» Extrait de page:
Ce texte commence par le récit du capitaine du vaisseau, mais garde un aspect très actif. Le texte n’est pas dans le domaine de l’épouvante ni du thriller, mais on sent rapidement le danger de cette entreprise. Les effets sont bien trouvés et la fin réussie.
* « Le Corps d’Eva » de Geneviève Le Bras décrit un monde où une divinité vorace demande des sacrifices humains, surtout ceux dont le cœur chante la liberté, dans une société où chacun se surveille et vit dans la terreur.
L’autrice est professeure de lettres, passionnée d’auteurs de science-fiction. Elle propose un texte complexe, assez mystérieux, un brin ésotérique. Je dois avouer que ce récit ne m’a pas correspondu dans son style et dans sa construction.
* « Mélodie en sourdine » de Hélène Marchetto est une nouvelle hyper courte. Elle est basée sur une ambiance, sur la douceur d’une musique dont le lecteur cherche la source. Là encore, je pense que je ne suis pas le public cible de ce texte.
* « Le Souffle des plaines » est signé Amélie Bousquet. À la mort du mâle de la tribu, il est nécessaire pour les femmes du village d’envoyer l’une d’entre elles au bosquet sacré pour enfanter un enfant mâle, les seuls qui peuvent ressentir l’harmonie de la nature et jouer d’un instrument de musique unique, capable de repousser les prédateurs ennemis.

» Données fournies:

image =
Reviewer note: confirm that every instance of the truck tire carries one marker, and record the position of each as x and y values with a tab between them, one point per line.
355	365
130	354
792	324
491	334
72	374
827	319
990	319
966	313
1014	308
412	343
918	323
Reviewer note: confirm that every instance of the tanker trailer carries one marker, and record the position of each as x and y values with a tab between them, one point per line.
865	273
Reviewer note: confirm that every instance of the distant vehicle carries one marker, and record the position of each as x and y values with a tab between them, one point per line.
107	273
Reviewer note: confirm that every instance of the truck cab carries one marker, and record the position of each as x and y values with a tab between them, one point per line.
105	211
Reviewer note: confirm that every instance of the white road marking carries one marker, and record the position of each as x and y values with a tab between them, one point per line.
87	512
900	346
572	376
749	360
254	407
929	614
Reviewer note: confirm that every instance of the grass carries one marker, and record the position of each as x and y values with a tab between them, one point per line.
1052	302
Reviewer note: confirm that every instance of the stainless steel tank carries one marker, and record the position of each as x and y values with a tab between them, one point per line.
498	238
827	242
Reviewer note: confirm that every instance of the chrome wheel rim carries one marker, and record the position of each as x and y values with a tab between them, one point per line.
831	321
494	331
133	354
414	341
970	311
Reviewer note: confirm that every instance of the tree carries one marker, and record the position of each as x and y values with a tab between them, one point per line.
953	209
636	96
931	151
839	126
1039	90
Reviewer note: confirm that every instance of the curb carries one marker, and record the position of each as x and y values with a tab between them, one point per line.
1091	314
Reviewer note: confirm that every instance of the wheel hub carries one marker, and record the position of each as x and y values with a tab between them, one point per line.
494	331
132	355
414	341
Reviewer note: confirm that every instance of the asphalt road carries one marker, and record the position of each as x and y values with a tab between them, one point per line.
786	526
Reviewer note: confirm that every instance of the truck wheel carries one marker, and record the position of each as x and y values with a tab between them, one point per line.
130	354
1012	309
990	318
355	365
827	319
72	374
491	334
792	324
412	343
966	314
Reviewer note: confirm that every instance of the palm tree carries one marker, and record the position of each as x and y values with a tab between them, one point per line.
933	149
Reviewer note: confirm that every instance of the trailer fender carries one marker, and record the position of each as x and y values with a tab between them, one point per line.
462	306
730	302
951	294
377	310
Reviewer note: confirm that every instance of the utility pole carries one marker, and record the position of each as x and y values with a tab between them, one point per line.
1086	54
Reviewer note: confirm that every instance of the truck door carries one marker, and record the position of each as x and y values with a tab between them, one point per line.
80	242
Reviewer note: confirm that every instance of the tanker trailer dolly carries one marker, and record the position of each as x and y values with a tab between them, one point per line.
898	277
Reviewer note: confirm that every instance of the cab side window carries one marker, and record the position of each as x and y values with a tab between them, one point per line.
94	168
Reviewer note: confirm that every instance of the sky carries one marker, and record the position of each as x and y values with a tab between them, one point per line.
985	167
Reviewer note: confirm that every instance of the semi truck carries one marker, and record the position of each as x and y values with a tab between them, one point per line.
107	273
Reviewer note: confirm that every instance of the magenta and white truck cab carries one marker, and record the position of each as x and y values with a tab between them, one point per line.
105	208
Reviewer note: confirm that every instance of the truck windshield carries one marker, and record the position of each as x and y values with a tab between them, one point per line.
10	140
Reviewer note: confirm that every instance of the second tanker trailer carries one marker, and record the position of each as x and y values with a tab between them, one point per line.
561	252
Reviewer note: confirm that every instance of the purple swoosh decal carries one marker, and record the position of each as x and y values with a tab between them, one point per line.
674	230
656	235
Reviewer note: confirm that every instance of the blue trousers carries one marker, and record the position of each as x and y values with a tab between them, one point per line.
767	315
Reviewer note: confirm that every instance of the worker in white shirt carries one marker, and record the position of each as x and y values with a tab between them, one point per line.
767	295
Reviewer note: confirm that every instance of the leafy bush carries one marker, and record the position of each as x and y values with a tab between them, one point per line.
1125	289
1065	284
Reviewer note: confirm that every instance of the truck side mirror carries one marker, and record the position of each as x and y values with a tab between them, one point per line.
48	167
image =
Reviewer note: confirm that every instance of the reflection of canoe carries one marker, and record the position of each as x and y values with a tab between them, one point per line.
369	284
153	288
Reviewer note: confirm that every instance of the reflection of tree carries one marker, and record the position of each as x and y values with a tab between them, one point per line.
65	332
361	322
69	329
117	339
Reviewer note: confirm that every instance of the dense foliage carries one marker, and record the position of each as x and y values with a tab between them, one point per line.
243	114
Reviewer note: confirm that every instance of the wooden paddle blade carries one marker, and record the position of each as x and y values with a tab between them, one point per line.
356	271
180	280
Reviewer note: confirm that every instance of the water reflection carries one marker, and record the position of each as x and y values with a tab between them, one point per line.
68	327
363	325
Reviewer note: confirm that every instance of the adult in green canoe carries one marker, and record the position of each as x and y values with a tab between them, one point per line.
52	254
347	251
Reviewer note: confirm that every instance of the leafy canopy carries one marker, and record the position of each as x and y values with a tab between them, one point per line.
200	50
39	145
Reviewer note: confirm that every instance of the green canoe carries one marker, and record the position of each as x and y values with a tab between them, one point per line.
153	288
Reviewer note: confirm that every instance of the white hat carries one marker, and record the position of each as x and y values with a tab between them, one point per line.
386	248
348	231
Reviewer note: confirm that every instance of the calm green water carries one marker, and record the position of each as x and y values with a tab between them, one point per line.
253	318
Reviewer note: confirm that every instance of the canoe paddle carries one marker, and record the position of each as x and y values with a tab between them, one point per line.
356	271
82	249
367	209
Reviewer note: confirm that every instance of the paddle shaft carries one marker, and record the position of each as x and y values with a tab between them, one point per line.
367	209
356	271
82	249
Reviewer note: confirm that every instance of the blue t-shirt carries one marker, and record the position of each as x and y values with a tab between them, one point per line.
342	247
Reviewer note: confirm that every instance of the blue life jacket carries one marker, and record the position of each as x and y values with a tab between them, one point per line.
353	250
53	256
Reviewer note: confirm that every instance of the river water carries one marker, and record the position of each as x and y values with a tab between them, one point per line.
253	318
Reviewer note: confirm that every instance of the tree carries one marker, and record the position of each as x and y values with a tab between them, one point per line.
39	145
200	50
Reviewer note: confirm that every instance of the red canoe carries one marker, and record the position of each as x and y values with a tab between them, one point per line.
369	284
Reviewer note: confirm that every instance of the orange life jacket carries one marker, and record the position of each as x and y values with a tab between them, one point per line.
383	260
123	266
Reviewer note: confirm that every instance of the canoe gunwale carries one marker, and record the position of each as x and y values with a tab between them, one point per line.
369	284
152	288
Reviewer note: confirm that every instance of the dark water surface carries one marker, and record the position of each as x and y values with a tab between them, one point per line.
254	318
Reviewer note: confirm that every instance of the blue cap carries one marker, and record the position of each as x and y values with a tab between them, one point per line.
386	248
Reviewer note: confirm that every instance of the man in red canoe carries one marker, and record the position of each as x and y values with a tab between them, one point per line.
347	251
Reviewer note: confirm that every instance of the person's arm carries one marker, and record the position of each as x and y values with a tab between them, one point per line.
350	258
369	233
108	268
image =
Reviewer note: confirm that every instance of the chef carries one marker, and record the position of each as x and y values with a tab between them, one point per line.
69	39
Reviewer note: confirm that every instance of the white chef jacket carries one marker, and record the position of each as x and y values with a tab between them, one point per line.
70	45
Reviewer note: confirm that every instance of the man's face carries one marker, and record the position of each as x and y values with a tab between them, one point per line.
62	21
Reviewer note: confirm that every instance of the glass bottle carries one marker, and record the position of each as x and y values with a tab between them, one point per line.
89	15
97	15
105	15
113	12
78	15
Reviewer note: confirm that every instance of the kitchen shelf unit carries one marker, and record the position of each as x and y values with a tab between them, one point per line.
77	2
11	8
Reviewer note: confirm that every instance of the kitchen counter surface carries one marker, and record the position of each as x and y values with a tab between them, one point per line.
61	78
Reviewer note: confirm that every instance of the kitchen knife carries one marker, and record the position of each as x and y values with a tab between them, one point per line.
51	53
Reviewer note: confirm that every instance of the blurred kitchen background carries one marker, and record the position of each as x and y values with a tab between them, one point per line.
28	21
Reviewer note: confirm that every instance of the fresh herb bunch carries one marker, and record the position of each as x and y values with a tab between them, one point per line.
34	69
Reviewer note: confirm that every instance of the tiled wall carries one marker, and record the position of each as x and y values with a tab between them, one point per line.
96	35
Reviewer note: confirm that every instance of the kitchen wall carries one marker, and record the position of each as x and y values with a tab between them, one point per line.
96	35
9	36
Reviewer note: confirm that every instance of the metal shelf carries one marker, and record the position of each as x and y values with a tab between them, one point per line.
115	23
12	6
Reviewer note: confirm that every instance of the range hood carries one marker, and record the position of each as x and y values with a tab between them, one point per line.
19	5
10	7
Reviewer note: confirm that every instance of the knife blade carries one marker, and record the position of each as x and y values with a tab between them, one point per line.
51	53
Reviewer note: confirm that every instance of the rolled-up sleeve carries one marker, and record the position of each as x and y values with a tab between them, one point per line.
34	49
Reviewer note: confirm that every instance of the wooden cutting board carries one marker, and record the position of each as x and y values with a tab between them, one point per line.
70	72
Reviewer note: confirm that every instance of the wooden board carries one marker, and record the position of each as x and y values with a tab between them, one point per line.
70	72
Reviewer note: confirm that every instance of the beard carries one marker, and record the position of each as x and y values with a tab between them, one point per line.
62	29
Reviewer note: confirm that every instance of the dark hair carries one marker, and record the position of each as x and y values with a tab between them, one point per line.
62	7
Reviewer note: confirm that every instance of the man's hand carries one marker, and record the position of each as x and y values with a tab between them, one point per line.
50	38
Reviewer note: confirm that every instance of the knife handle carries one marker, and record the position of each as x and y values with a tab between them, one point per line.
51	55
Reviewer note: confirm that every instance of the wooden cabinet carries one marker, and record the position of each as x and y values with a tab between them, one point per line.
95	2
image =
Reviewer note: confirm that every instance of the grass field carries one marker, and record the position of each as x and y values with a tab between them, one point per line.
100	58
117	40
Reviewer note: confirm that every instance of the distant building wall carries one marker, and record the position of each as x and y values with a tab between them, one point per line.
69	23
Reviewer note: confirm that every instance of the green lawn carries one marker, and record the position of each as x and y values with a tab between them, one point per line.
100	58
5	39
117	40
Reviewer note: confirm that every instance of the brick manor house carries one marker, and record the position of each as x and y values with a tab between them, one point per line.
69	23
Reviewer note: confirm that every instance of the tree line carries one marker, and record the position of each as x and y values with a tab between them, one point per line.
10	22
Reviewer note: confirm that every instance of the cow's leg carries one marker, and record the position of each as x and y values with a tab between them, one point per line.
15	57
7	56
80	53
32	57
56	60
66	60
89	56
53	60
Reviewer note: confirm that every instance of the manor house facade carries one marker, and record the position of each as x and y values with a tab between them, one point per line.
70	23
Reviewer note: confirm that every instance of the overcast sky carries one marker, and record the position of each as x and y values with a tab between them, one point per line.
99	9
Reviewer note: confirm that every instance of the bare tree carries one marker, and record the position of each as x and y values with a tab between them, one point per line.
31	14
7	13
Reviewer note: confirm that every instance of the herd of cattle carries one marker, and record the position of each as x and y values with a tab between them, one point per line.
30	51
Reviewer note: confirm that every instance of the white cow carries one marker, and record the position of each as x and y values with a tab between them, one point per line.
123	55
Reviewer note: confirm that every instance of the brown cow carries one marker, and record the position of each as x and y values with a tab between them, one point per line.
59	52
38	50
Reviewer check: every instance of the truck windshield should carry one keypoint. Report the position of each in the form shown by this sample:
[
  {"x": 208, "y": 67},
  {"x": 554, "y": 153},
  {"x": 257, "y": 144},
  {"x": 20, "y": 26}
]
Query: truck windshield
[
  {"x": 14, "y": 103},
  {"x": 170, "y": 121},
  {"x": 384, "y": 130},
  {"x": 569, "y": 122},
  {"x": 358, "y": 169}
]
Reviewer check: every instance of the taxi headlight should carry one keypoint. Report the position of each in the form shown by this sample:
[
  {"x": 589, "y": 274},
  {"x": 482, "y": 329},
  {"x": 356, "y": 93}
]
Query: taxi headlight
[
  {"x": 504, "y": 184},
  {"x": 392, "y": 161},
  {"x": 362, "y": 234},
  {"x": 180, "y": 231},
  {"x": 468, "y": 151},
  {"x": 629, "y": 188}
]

» Consigne 1: Reproduisez le passage de l'extrait qui commence par « L’autrice est professeure » et se poursuit jusqu'à « de ce texte. ».
» Consigne 2: D'après l'extrait, quelle profession exerce l'autrice du « Corps d'Eva » ?
Le matériau fourni n'intervient en rien ici.

» Corrigé 1:
L’autrice est professeure de lettres, passionnée d’auteurs de science-fiction. Elle propose un texte complexe, assez mystérieux, un brin ésotérique. Je dois avouer que ce récit ne m’a pas correspondu dans son style et dans sa construction.
* « Mélodie en sourdine » de Hélène Marchetto est une nouvelle hyper courte. Elle est basée sur une ambiance, sur la douceur d’une musique dont le lecteur cherche la source. Là encore, je pense que je ne suis pas le public cible de ce texte.

» Corrigé 2: Elle est professeure de lettres.